● **Instructions to follow**:
The reply must reproduce each line below exactly.

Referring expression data
- - - -

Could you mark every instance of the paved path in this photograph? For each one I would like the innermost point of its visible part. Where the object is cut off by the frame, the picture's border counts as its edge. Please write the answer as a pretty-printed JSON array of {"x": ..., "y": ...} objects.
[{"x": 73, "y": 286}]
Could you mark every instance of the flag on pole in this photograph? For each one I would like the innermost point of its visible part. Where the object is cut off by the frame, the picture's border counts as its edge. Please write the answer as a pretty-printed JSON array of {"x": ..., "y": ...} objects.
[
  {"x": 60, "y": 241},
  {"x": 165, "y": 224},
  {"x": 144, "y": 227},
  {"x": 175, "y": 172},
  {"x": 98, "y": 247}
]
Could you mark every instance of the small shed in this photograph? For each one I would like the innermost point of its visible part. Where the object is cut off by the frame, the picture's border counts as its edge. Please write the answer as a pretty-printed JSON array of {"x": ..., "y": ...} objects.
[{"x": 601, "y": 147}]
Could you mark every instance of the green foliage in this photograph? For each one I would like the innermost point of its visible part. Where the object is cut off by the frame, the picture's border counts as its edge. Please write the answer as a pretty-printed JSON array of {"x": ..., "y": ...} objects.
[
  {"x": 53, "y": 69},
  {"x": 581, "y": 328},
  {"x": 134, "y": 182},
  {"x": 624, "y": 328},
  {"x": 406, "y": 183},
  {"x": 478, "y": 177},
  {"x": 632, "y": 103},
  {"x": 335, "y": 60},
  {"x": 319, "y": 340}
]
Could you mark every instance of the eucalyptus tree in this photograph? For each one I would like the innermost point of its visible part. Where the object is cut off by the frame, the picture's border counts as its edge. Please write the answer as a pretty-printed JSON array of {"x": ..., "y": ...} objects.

- - - -

● **Exercise result**:
Could you mark every instance of the paved path in this photograph? For each one I would like the innermost point of its visible part. Where the object is cut off by the frame, the picture's border counts as its edge. Please write the answer as a pretty-printed JSON array of {"x": ..., "y": ...} objects.
[{"x": 73, "y": 286}]
Could you mark every instance of the flag on pole in this photograph? For each one I would like the innermost point of its visible part. Where the object is cut off by the frame, the picture's border counts as its edge. Please write the answer as a pretty-printed JSON array of {"x": ..., "y": ...} objects.
[
  {"x": 60, "y": 241},
  {"x": 165, "y": 224},
  {"x": 144, "y": 227},
  {"x": 175, "y": 172},
  {"x": 98, "y": 247}
]
Could you mark every instance of the small shed in this photograph? For each one I would like the innermost point of its visible part. Where the object is cut off by the frame, the picture's border counts as its edge. Please write the answer as a pretty-printed JSON array of {"x": ..., "y": ...} objects.
[{"x": 601, "y": 147}]
Could you mark every instance of the green foliage in this photograph? For each one I would like the innermost point of its visible part. Where the object is cut off by the frame, the picture's border counts as its edge. Please write the answer as a pretty-printed JSON array of {"x": ..., "y": ...} objects.
[
  {"x": 53, "y": 69},
  {"x": 581, "y": 328},
  {"x": 134, "y": 182},
  {"x": 624, "y": 328},
  {"x": 406, "y": 183},
  {"x": 478, "y": 177},
  {"x": 632, "y": 103},
  {"x": 335, "y": 60},
  {"x": 319, "y": 340}
]
Could you mark every instance of the eucalyptus tree in this photograph? For each one I would like the innermost point of its visible part. Where the object is cut off by the frame, the picture's border counts as its edge. Please write the answer as a pretty-printed JSON array of {"x": ..., "y": ...} objects.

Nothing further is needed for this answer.